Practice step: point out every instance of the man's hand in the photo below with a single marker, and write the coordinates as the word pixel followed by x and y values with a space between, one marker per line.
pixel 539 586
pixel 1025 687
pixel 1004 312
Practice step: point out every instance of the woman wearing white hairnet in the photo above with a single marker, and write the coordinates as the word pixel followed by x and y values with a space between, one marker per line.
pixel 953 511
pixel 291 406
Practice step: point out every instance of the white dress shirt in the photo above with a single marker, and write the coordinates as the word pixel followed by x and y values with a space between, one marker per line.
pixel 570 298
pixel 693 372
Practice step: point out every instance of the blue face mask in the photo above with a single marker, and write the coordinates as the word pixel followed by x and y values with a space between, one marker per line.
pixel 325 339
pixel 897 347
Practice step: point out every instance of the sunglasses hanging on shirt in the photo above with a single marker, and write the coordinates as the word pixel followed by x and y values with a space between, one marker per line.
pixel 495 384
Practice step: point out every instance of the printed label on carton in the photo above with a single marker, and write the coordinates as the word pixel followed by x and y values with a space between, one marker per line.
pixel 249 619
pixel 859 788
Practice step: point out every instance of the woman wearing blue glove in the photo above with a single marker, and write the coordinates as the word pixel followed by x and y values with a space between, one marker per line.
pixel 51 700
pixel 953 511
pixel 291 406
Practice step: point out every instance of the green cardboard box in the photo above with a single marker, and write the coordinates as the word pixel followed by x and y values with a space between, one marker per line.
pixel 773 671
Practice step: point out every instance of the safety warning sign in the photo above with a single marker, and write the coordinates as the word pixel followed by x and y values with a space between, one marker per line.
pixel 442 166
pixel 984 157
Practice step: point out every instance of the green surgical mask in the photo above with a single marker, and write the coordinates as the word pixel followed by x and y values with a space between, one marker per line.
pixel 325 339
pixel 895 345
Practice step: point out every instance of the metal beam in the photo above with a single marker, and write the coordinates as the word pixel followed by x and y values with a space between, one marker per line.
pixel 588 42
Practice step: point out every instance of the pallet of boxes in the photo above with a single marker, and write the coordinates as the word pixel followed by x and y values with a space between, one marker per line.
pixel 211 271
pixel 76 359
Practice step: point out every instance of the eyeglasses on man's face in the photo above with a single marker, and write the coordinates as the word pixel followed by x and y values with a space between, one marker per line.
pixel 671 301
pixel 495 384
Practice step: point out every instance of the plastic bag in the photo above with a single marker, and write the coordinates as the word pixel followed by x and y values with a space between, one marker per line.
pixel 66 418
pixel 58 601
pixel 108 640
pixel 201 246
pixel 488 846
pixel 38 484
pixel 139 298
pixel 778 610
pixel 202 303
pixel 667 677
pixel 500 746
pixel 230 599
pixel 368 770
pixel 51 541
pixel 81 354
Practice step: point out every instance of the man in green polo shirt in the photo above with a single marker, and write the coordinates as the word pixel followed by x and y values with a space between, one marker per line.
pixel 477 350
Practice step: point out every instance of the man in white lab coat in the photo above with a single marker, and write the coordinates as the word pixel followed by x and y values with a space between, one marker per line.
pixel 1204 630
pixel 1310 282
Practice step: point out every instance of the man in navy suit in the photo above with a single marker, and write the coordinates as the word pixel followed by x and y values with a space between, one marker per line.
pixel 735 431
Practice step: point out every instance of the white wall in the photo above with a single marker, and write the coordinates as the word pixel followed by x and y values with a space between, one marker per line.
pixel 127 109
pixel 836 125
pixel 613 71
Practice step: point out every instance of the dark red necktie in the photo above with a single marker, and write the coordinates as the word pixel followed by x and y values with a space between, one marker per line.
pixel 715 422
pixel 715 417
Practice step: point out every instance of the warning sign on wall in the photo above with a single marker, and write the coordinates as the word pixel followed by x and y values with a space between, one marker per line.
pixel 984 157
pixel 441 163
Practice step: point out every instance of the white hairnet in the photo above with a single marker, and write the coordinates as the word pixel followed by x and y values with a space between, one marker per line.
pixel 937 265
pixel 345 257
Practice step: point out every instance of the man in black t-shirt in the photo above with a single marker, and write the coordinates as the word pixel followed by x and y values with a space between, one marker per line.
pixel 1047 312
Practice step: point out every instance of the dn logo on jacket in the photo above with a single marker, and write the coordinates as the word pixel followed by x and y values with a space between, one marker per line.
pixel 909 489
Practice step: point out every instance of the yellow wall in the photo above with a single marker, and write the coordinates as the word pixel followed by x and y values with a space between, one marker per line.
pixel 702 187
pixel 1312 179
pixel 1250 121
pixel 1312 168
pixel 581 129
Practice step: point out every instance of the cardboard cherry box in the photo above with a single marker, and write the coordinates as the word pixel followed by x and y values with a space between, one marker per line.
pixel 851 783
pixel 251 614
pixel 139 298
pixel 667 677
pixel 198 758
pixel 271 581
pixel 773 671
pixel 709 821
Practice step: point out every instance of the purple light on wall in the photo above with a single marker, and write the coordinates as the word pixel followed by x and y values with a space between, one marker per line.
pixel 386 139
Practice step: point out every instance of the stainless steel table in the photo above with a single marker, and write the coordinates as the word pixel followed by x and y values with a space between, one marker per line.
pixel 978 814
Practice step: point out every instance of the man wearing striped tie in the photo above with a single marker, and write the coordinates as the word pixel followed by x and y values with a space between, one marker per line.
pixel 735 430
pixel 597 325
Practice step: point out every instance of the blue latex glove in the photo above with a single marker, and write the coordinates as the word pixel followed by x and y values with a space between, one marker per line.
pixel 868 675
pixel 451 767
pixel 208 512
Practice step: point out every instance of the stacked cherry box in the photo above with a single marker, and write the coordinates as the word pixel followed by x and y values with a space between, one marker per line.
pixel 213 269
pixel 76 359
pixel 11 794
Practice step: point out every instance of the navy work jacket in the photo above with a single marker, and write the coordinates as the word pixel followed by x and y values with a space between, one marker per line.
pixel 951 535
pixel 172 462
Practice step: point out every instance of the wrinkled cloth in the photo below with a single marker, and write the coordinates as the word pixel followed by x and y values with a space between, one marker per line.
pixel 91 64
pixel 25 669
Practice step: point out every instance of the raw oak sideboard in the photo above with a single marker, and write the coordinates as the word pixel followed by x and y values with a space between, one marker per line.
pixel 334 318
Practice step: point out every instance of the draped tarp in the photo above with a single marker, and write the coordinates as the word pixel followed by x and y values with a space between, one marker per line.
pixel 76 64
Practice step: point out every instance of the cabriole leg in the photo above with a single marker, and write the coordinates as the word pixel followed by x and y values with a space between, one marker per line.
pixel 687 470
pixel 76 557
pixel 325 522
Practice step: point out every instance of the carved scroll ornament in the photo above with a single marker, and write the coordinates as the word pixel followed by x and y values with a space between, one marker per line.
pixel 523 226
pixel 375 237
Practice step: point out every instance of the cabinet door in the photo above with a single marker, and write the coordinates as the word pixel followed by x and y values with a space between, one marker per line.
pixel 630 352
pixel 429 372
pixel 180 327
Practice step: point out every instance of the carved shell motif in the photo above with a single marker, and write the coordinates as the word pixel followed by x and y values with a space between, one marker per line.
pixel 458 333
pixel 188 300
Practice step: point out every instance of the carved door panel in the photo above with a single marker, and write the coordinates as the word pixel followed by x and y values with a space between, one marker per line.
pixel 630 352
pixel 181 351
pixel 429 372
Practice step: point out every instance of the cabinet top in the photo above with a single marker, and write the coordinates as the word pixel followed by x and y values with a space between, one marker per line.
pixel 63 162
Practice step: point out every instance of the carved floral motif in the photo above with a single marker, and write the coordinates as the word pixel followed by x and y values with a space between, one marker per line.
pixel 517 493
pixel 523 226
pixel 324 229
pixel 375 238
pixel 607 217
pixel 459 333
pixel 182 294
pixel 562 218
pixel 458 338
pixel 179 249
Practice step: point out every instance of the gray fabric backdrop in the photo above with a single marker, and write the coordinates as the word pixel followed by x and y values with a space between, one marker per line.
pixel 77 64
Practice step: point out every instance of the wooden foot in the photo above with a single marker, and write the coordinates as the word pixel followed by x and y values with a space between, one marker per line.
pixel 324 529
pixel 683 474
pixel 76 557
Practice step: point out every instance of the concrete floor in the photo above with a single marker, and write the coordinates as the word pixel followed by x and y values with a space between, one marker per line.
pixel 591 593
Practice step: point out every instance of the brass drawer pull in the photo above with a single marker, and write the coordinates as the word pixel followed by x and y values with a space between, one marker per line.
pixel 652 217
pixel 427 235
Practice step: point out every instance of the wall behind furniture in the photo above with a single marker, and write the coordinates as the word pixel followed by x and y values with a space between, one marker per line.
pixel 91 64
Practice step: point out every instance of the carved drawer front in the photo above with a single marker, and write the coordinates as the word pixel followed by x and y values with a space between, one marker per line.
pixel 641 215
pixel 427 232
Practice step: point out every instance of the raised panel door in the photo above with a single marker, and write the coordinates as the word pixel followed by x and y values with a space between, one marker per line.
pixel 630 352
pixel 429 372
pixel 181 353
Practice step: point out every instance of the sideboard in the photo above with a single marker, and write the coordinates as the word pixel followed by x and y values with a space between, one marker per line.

EXERCISE DIRECTIONS –
Copy the lines above, from the first line of the records up to and including the line with "pixel 1004 312".

SOLUTION TO THIS EXERCISE –
Practice step: point out every instance of the man's hand in the photo below with a single marker, and write the coordinates as the word pixel followed by x and y values with a space between, one marker per line.
pixel 539 586
pixel 1025 687
pixel 1004 312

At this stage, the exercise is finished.